500 Jahre Reformation

 

Ein halbes Jahrtausend ist vergangen seit Martin Luther seine berühmten 95 Thesen an die Türe der Schlosskirche in Wittenberg genagelt hat (sofern er es denn eigenhändig getan hat). Das ganze Jahr wurde deshalb schon gefeiert und an dieses historische Ereignis und seine weitreichenden Folgen gedacht. Zu Recht? Ich meine ja, denn wenngleich Luther nur einer von mehreren Reformatoren war und seine Person sehr ambivalent im Glanz der Geschichte schillert, so muss die Reformation als Ganzes und auch Luther als Person aufgrund ihrer immensen Tragweite eine angemessene Würdigung erfahren. Diese Würdigung sollte jedoch auch mit dem gebotenen Ernst und der Betonung der theologischen Bedeutung einhergehen. Denn dies haben die evangelische wie auch die katholische Kirche heute nötiger denn je. Gerade das vermisst man aber leider schmerzlich. Die Feierlichkeiten rund um das Jubiläum haben eher den Charakter einer Jahrmarktsveranstaltung. Sie dienen vielmehr der Unterhaltung als der Erinnerung und Auseinandersetzung mit entscheidenden Glaubensfragen.

——————————

Aufgaben
A. Stimmen diese Aussagen mit dem Text über das Reformationsjubiläum überein? Antworte jeweils mit Ja oder Nein und zitiere wörtlich die Stelle, die den Ausschlag gibt.
(i) Luther war der einzige Reformator.
(ii) Die Reformation und Luther sollen angemessen gewürdigt werden.
(iii) Die Feierlichkeiten dienen vor allem der Unterhaltung.
B. Schreib den Text über das Reformationsjubiläum nach seinem letzten Satz weiter.

Daten zur Punktbestimmung
——————————

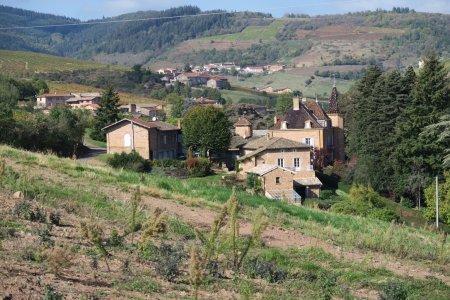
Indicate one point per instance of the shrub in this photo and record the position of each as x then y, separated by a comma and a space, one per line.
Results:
393, 291
169, 163
129, 161
55, 218
168, 259
259, 268
45, 238
114, 239
58, 258
51, 294
24, 209
198, 167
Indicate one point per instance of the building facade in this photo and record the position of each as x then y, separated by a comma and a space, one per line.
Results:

——————————

Lösungen
A.
(i) Nein: „Luther nur einer von mehreren Reformatoren war“
(ii) Ja: „so muss die Reformation als Ganzes und auch Luther als Person aufgrund ihrer immensen Tragweite eine angemessene Würdigung erfahren“
(iii) Ja: „Sie dienen vielmehr der Unterhaltung als der Erinnerung und Auseinandersetzung mit entscheidenden Glaubensfragen.“

B.
 

Dabei ist es ja nicht so, dass die Kirche dies nicht nötig hätte. Anhaltende Kirchenaustritte sind dabei, die Kirchen zu marginalisieren. Woran könnte das wohl liegen? Ein Blick in die Bibel, die uns Martin Luther als Erster ins Deutsche übersetzt hat, würde uns da enorm weiterhelfen. Doch das hat man sich, wie es scheint, in der evangelischen Kirche schon lange abgewöhnt. Die Kraft des Evangeliums, der guten Botschaft von der Rettung der Menschen von ihren Sünden durch Jesus Christus, Gottes Sohn, wird leichtfertig durch ein verwässertes, humanistisches Gutmenschentum ersetzt. Gott selbst in seiner Heiligkeit und seine Gebote werden nicht mehr ernst genommen. Das Wort Gottes wurde bis zur Unkenntlichkeit historisch-kritisch relativiert und dem Zeitgeist angepasst. Der Glaube ist saft- und kraftlos geworden, viele Christen hierzulande lau und ohne Mumm. Katholiken klammern sich noch immer an heidnisch eingefärbte Traditionen und Rituale. Und landeskirchliche Protestanten üben sich in politischem Engagement und humanistischem Liberalismus. Zugegeben, das ist eine vereinfachte und überspitzte Darstellung, Ausnahmen gibt es natürlich immer. Doch die Führung der Kirchen und das Gros der Christen bestimmt eben das Bild in der breiten Öffentlichkeit.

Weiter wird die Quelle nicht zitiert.